==== THE INPUT ====

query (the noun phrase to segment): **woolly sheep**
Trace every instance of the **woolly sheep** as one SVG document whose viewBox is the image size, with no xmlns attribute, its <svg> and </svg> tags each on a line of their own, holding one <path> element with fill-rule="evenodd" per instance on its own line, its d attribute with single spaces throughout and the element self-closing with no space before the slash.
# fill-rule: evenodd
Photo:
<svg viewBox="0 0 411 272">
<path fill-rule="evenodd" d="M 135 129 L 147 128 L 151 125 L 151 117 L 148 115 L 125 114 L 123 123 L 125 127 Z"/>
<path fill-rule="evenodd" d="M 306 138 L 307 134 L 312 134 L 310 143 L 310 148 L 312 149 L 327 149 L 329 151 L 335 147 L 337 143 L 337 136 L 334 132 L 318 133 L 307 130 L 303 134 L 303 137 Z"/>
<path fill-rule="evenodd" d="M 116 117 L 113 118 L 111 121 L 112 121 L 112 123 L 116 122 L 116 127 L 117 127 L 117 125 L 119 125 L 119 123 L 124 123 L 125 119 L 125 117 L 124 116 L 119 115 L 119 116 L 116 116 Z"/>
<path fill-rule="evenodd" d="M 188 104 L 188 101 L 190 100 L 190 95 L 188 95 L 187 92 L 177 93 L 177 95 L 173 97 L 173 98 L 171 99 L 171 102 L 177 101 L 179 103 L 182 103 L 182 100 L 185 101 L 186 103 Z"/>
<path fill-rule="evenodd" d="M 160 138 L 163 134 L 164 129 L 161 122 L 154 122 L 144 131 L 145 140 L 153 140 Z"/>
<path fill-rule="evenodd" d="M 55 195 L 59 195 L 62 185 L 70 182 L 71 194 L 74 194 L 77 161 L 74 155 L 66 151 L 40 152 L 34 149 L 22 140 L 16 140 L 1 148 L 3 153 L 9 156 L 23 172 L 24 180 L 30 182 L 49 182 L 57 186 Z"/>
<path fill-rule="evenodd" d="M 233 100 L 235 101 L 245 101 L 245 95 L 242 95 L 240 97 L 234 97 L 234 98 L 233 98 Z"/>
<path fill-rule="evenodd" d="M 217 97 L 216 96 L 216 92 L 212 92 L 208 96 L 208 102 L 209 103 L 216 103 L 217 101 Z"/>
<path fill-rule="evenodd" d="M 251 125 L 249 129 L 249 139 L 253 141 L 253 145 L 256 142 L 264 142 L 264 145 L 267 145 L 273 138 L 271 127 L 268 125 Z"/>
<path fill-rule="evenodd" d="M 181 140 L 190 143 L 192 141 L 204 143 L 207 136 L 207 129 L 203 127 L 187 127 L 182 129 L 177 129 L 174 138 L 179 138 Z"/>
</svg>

====

→ **WHAT THE TASK REQUIRES**
Pull out every line of the items above and reproduce each one character for character.

→ **WRITTEN SOLUTION**
query (the noun phrase to segment): **woolly sheep**
Trace every instance of the **woolly sheep** as one SVG document whose viewBox is the image size, with no xmlns attribute, its <svg> and </svg> tags each on a line of their own, holding one <path> element with fill-rule="evenodd" per instance on its own line, its d attribute with single spaces throughout and the element self-closing with no space before the slash.
# fill-rule: evenodd
Photo:
<svg viewBox="0 0 411 272">
<path fill-rule="evenodd" d="M 135 129 L 147 128 L 151 125 L 151 117 L 148 115 L 125 114 L 123 123 L 125 127 Z"/>
<path fill-rule="evenodd" d="M 306 138 L 307 134 L 312 134 L 310 143 L 310 148 L 312 149 L 327 149 L 329 151 L 335 147 L 337 143 L 337 136 L 334 132 L 318 133 L 307 130 L 303 134 L 303 137 Z"/>
<path fill-rule="evenodd" d="M 116 117 L 113 118 L 111 121 L 112 121 L 112 123 L 116 122 L 116 127 L 117 127 L 117 125 L 119 125 L 119 123 L 124 123 L 125 119 L 125 117 L 124 116 L 119 115 L 119 116 L 116 116 Z"/>
<path fill-rule="evenodd" d="M 188 104 L 188 101 L 190 100 L 190 95 L 188 95 L 187 92 L 177 93 L 177 95 L 173 97 L 173 98 L 171 99 L 171 102 L 177 101 L 179 103 L 182 103 L 182 100 L 185 101 L 186 103 Z"/>
<path fill-rule="evenodd" d="M 160 138 L 163 134 L 164 129 L 161 122 L 154 122 L 144 131 L 145 140 L 153 140 Z"/>
<path fill-rule="evenodd" d="M 55 195 L 59 195 L 62 185 L 70 182 L 71 194 L 74 194 L 77 161 L 74 155 L 66 151 L 40 152 L 34 149 L 22 140 L 16 140 L 1 148 L 3 153 L 9 156 L 23 172 L 24 180 L 30 182 L 49 182 L 57 186 Z"/>
<path fill-rule="evenodd" d="M 233 100 L 235 101 L 245 101 L 245 95 L 242 95 L 240 97 L 234 97 L 234 98 L 233 98 Z"/>
<path fill-rule="evenodd" d="M 217 97 L 216 96 L 216 92 L 212 92 L 208 96 L 208 102 L 209 103 L 216 103 L 217 101 Z"/>
<path fill-rule="evenodd" d="M 251 125 L 249 129 L 249 139 L 253 141 L 253 145 L 256 142 L 264 142 L 264 145 L 267 145 L 273 138 L 271 127 L 268 125 Z"/>
<path fill-rule="evenodd" d="M 181 140 L 190 143 L 192 141 L 204 143 L 207 136 L 207 129 L 203 127 L 187 127 L 182 129 L 177 129 L 174 138 L 179 138 Z"/>
</svg>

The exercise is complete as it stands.